- [EXTRACTED DATA]:
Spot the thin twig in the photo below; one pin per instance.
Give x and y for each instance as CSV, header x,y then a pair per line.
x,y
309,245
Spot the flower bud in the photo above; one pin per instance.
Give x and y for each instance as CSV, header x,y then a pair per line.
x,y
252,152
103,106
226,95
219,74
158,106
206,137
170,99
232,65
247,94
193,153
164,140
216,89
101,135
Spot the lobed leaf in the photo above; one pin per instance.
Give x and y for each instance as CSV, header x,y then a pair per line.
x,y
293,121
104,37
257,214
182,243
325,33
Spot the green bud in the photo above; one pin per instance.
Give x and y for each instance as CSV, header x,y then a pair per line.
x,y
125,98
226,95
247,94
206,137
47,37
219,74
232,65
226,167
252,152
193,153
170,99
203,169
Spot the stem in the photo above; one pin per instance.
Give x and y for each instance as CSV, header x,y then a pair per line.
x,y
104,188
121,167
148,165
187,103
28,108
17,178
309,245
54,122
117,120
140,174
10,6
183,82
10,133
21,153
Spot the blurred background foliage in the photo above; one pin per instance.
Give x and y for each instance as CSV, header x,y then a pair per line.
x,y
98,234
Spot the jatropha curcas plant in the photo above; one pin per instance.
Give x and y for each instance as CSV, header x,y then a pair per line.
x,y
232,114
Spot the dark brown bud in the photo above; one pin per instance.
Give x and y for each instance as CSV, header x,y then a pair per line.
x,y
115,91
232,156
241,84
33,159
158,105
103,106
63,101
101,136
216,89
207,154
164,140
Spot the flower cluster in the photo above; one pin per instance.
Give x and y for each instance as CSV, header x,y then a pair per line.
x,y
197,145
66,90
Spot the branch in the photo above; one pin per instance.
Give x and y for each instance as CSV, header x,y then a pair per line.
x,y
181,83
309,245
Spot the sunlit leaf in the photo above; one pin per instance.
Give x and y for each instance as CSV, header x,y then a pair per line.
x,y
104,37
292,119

- [HOW TO COMPLETE THIS TASK]: Scan the data above and copy every line with "Spot" in it.

- [SOLUTION FOR THIS EXERCISE]:
Spot the thin twig in the photo below; one pin per instance.
Spot the flower bud in the photo above; one pin per instance.
Spot the lobed leaf in the photo above; one pin per instance.
Spot the green bud in the photo above; one pin per instance.
Spot the stem in the photo above; one pin per instance.
Spot the blurred background foliage in the photo above; one pin per instance.
Spot the jatropha curcas plant in the photo above; one pin per instance.
Spot the dark brown bud in the photo above; one pin per instance.
Spot the flower cluster in the photo above; one pin per instance.
Spot the branch in the photo above; one pin per instance.
Spot the sunlit leaf in the photo above; one pin per instance.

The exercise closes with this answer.